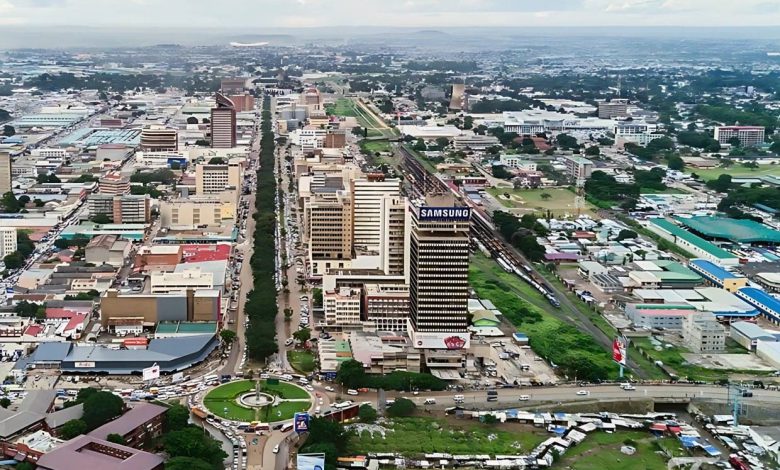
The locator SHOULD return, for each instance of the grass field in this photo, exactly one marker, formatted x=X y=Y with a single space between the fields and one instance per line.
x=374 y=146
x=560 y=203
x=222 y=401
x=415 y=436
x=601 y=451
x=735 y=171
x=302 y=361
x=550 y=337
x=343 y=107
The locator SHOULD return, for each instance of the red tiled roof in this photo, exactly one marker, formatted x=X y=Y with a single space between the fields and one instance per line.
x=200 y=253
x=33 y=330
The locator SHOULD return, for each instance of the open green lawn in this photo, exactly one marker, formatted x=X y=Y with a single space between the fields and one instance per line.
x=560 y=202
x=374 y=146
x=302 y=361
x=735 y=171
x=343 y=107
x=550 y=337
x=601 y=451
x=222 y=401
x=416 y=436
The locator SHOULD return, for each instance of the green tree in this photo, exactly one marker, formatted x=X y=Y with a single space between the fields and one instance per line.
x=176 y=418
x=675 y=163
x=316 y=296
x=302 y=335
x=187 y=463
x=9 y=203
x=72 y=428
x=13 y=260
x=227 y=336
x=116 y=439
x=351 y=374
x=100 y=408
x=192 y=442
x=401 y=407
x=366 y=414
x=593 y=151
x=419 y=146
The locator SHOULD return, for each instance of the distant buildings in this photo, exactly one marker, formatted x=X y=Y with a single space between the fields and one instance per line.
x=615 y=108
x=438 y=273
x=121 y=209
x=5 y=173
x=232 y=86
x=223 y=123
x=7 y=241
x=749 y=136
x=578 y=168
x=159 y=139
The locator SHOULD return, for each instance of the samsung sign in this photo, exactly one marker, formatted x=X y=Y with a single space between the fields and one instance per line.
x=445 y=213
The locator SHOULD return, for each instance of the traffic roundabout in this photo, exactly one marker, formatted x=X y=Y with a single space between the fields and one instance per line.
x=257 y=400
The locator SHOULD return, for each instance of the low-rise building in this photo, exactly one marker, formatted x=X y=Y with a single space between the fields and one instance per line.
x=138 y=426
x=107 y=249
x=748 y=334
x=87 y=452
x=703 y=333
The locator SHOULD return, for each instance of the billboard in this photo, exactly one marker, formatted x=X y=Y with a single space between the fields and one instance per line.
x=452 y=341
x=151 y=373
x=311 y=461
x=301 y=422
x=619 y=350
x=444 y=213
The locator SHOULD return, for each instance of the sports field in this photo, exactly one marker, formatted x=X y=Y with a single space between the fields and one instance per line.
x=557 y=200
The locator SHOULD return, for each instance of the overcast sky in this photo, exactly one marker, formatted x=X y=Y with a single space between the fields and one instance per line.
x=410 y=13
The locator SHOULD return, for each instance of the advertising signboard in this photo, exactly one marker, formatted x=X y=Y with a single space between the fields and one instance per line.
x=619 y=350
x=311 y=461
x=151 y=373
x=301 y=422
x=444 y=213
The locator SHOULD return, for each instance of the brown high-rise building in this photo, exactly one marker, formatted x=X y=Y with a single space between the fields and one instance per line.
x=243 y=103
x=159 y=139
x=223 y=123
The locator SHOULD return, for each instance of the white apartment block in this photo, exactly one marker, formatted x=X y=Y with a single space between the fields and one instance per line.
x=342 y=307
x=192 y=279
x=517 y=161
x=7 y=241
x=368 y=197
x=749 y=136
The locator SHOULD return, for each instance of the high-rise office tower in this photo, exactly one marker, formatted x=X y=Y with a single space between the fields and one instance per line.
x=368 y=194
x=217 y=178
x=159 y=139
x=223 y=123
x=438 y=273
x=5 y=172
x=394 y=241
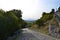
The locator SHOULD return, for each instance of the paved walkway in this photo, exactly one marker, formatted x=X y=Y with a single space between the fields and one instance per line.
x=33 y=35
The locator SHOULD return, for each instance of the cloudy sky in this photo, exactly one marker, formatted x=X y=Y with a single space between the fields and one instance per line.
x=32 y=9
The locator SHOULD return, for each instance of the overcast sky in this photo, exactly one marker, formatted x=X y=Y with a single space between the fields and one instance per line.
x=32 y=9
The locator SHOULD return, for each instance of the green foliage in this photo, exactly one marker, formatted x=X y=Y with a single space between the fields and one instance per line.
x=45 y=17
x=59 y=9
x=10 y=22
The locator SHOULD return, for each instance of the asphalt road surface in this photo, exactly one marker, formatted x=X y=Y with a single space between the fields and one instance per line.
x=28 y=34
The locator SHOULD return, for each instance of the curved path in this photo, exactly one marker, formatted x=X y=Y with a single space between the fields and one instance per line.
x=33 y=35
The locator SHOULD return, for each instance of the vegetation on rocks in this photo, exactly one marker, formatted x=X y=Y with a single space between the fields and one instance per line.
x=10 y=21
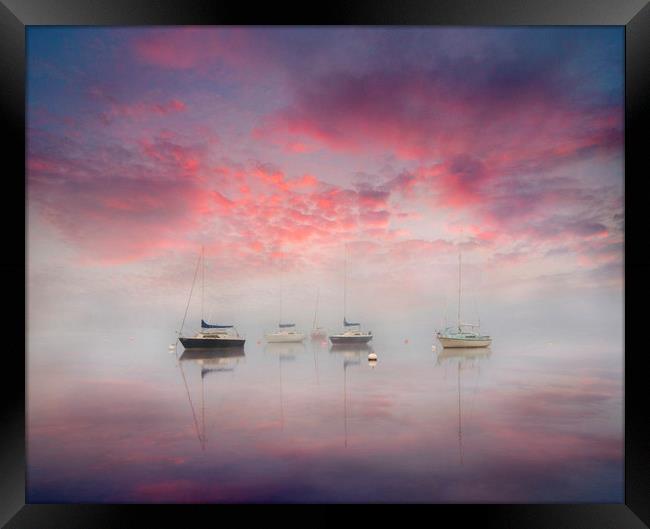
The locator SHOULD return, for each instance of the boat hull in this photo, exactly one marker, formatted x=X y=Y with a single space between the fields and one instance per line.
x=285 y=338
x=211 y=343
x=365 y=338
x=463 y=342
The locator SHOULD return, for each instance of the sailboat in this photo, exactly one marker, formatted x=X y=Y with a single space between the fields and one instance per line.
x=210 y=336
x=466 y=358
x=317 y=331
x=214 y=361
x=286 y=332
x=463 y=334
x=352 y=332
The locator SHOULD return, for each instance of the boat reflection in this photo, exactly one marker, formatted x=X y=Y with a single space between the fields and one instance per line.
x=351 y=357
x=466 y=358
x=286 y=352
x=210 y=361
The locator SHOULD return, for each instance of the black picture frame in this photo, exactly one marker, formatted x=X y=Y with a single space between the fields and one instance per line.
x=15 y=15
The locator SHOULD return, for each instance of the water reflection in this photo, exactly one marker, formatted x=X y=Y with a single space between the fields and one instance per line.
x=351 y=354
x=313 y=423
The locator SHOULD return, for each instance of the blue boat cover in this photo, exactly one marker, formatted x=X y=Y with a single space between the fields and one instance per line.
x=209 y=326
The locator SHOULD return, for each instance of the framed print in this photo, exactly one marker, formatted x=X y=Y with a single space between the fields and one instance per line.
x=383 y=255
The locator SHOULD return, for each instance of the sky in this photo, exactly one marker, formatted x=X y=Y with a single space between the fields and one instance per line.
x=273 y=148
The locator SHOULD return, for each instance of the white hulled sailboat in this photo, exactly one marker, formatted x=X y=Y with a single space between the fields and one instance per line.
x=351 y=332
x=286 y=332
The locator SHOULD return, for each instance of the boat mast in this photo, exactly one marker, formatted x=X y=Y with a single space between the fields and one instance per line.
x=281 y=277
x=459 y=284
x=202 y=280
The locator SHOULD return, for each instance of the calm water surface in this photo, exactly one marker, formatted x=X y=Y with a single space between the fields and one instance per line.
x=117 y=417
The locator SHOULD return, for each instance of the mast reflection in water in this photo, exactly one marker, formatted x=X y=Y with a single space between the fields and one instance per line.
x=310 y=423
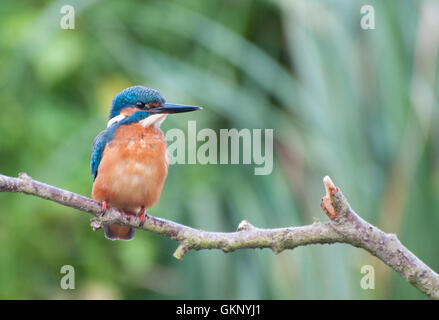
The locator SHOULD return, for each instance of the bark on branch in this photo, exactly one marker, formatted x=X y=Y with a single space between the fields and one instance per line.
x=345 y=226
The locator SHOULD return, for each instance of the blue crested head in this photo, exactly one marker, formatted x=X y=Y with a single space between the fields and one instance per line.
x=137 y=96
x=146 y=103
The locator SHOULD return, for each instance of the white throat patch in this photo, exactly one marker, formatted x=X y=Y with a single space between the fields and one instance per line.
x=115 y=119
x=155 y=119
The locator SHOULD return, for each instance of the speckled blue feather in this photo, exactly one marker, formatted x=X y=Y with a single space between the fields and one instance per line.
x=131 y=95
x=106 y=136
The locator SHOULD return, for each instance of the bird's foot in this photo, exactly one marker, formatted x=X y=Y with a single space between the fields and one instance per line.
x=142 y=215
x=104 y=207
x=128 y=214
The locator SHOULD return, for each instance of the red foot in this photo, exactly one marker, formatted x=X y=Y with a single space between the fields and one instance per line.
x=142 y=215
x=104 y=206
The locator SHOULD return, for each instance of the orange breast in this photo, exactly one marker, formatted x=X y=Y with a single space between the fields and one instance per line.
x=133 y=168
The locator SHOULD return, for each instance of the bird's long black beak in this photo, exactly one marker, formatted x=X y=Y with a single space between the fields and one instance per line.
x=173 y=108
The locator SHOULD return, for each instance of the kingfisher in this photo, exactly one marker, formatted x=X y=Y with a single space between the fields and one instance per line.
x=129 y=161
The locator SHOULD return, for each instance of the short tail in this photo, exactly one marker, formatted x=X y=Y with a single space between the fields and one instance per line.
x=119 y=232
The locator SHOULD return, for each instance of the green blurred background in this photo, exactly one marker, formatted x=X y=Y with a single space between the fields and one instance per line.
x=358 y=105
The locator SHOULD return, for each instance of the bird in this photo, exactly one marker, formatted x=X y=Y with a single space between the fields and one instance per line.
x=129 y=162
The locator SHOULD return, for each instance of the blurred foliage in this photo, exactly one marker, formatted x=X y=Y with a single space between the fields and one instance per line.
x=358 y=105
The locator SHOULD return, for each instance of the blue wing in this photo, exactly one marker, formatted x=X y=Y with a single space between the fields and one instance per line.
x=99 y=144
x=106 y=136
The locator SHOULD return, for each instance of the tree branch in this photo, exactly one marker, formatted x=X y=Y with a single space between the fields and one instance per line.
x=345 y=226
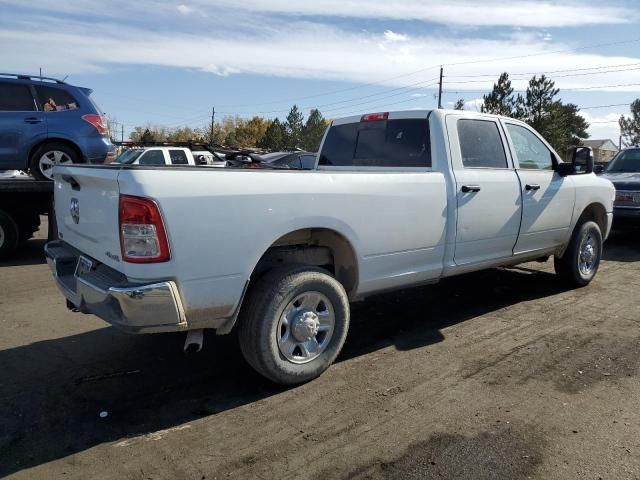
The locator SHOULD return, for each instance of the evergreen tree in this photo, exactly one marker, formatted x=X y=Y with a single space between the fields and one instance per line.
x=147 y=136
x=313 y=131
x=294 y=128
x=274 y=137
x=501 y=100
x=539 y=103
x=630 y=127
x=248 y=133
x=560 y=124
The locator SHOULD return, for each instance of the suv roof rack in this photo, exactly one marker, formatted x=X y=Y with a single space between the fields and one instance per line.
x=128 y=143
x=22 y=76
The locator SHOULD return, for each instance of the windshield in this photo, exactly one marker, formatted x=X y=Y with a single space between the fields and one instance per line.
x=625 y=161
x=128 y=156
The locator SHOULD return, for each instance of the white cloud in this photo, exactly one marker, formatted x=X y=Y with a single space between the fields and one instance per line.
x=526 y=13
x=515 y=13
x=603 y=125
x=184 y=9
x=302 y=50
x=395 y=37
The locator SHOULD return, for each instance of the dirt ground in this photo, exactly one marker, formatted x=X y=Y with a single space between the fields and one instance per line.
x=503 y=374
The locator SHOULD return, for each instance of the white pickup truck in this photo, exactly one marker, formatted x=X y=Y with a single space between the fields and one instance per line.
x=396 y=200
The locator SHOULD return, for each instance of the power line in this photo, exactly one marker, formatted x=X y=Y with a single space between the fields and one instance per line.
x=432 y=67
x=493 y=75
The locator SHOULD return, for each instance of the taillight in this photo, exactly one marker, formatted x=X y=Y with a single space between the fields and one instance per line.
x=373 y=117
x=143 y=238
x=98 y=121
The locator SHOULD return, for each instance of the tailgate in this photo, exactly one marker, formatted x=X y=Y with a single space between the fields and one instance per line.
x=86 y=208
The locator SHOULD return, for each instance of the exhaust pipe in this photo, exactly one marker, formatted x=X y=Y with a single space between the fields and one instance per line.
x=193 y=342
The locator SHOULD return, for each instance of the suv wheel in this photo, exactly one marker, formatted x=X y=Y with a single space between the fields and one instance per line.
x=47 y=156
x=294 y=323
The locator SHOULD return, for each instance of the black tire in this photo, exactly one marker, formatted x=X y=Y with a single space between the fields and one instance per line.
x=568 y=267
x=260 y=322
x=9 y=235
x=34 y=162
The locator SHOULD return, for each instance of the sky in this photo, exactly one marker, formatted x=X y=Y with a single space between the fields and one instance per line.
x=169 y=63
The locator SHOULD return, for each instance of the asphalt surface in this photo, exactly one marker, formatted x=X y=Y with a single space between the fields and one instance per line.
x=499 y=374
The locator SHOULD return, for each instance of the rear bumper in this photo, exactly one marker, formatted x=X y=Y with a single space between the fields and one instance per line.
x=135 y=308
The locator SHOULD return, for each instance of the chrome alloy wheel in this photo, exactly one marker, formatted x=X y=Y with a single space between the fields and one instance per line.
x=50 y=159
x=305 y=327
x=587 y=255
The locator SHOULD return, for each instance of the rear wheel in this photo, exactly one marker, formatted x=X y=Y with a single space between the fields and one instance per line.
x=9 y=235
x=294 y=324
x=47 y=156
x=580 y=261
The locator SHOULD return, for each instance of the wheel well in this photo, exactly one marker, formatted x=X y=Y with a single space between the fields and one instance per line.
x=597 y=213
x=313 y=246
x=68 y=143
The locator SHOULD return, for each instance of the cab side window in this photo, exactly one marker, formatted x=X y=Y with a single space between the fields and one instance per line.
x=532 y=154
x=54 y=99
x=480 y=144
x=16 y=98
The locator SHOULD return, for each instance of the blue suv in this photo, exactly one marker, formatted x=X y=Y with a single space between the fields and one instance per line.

* TASK STATEMENT *
Copy out the records word for word, starting with the line that contains "The locator SHOULD return, for each instance of the tailgate" and ending after the line that contains "x=499 y=374".

* CORRECT OUTPUT *
The locator SHOULD return, for each instance of the tailgate in this photo, exactly one marker, formatted x=X y=Y with a single space between the fields and one instance per line.
x=86 y=208
The locator SHOULD return, for each instance of the exhaust pipe in this photo, exactly one marker, formatted x=X y=Y with a single space between the fields and one instance per line.
x=193 y=342
The locator SHOULD return, for each instance of the suv wheel in this photo, exactly one marker, formatted x=X y=Y with a single space between the fields and one instance per line.
x=47 y=156
x=294 y=323
The locator SHOULD return, for each instance of the black tire in this photo, exactly one marker, formatted x=X y=Y with a single space between the fields and one instance per line.
x=568 y=267
x=260 y=322
x=9 y=235
x=34 y=162
The locator SHOULD return, for each instance of the sky in this photo, exactly one marker, formatted x=X y=Y with a single space between the fields and one instance per line.
x=169 y=63
The locator SHOULD return, for each instance of the asphalt surface in this photo, exactly one marker, formatted x=X y=Y with a single space between the fields and one instance per line.
x=499 y=374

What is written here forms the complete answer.